Problem to solve: Show each line of the entries below in which the word "every" appears.

Material provided:
# # # # #

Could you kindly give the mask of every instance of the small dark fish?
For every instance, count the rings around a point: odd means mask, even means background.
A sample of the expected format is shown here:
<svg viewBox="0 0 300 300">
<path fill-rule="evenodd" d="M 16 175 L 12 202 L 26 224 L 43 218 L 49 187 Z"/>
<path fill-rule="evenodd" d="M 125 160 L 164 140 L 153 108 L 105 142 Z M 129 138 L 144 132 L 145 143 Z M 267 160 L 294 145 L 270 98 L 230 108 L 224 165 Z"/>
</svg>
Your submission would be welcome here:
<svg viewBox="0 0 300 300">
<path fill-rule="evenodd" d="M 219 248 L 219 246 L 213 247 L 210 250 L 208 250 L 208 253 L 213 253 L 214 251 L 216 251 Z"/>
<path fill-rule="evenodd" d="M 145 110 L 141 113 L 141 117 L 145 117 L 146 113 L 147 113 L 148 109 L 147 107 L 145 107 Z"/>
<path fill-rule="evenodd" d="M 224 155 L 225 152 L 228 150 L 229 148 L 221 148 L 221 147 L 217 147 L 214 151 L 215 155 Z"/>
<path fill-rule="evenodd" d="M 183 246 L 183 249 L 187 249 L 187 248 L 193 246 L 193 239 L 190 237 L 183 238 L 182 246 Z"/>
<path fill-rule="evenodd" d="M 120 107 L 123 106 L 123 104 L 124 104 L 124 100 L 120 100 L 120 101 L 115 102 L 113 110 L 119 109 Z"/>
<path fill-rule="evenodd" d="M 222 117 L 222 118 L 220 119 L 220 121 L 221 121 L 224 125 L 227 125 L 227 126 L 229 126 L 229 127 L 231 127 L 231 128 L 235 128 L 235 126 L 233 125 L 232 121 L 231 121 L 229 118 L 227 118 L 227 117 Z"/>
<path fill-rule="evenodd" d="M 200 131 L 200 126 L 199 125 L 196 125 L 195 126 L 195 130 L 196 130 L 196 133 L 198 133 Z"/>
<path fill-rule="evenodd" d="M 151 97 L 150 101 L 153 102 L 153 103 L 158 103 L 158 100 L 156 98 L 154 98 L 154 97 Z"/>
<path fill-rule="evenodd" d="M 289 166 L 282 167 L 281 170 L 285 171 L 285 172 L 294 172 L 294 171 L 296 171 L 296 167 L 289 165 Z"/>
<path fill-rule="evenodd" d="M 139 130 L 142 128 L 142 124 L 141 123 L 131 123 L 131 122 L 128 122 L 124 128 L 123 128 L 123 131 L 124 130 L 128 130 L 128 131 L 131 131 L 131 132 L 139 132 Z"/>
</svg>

# # # # #

Task response:
Could you kindly give the mask of every instance of the small dark fish?
For every instance, count the rings around a point: odd means mask, even means background.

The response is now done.